▶ _Exercise directions_:
Whenever "shrub" occurs in a line of the material, list that line.

▶ _Excerpted records_:
========

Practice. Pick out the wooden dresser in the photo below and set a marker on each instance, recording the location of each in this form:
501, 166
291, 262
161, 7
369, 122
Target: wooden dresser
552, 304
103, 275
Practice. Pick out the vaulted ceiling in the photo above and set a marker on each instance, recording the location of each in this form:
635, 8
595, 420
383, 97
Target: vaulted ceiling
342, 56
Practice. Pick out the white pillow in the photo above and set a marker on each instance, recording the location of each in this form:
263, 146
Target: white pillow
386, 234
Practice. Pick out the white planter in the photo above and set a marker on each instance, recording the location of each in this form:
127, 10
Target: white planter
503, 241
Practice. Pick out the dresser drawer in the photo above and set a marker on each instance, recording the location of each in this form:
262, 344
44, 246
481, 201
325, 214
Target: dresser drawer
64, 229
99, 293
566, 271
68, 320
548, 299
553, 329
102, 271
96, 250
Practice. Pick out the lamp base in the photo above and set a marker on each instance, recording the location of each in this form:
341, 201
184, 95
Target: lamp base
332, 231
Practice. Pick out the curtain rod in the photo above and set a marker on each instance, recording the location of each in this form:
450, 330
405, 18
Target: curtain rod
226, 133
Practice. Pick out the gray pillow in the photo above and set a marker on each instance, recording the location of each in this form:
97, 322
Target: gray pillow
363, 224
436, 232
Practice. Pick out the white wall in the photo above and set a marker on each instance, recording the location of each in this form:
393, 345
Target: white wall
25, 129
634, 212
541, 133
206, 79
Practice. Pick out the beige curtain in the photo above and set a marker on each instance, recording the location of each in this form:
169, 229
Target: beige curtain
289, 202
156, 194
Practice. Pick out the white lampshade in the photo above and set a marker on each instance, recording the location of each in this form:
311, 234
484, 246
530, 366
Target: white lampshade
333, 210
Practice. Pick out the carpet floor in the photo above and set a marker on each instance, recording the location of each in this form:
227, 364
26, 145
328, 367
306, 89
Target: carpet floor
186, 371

========

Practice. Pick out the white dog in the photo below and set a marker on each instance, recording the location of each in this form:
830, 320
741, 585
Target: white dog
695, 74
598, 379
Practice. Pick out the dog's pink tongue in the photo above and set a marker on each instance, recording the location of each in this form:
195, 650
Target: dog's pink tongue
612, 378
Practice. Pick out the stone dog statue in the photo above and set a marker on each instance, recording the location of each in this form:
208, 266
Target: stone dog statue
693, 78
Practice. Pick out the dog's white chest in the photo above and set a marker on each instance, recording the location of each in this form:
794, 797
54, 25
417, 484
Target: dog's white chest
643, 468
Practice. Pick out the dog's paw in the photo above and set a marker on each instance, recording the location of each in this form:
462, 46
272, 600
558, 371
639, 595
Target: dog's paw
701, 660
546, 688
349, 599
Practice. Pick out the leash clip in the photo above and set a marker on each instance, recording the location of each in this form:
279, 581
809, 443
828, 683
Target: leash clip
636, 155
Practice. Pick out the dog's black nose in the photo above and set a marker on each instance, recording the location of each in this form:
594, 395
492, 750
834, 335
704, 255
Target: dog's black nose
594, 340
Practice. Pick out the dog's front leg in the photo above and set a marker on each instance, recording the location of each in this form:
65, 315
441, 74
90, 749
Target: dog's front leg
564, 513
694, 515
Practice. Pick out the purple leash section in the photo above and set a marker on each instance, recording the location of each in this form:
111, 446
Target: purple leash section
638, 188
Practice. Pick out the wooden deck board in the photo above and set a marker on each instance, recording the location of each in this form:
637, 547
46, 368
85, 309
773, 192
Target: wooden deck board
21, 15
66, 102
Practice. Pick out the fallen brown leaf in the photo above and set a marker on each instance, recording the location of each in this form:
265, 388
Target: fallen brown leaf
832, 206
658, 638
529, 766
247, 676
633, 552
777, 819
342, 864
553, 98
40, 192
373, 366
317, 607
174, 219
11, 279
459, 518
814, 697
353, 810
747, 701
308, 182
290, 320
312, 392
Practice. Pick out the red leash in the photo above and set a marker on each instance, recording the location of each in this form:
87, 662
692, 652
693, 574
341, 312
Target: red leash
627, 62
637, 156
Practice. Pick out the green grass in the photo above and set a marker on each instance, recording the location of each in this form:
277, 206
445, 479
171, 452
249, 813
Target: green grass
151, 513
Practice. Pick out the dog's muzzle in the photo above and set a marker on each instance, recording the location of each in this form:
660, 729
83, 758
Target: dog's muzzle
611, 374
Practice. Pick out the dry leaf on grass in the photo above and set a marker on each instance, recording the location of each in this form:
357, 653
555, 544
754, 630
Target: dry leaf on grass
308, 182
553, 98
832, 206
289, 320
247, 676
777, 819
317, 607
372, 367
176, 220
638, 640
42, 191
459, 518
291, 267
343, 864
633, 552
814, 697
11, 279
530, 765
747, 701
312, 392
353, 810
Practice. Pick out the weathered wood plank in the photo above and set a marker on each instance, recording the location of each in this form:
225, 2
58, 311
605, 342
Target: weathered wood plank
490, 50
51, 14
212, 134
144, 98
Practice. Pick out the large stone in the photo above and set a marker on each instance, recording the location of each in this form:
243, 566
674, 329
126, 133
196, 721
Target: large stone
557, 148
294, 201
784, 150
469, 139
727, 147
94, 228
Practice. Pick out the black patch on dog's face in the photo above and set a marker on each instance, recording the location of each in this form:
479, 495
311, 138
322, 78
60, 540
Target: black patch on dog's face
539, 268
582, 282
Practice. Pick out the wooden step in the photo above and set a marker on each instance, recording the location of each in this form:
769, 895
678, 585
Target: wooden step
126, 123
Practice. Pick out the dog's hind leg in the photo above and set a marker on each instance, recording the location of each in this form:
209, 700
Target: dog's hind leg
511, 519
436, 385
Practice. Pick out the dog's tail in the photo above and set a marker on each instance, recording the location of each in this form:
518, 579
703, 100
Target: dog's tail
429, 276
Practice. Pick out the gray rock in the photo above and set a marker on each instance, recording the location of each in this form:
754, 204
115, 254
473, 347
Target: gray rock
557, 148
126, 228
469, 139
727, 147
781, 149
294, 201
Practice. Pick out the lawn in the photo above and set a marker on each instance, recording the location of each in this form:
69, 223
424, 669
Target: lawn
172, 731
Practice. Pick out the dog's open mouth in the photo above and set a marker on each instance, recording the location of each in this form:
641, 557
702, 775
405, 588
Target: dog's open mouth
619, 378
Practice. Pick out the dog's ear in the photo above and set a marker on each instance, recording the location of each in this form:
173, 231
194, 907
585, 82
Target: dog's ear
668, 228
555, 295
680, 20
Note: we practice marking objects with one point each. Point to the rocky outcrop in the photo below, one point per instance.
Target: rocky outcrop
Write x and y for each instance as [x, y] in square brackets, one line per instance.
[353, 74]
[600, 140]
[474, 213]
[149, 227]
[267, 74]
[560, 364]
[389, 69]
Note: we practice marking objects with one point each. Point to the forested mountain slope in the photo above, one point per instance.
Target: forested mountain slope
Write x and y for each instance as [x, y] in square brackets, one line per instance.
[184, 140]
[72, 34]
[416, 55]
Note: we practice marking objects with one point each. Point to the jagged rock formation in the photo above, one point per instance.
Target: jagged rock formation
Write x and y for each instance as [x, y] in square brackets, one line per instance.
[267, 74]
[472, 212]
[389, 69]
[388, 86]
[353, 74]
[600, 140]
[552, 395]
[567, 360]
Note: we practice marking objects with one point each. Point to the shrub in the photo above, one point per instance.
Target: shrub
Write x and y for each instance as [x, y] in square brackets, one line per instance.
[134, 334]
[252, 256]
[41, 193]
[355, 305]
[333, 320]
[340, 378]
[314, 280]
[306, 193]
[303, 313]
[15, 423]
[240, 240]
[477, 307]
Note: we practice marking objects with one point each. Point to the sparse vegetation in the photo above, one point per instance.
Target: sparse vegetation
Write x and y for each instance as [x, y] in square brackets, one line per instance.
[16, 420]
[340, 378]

========

▶ _The completed task_:
Note: we practice marking objects with one point each. Point to the shrub in the photo above, one point per instance.
Target: shrub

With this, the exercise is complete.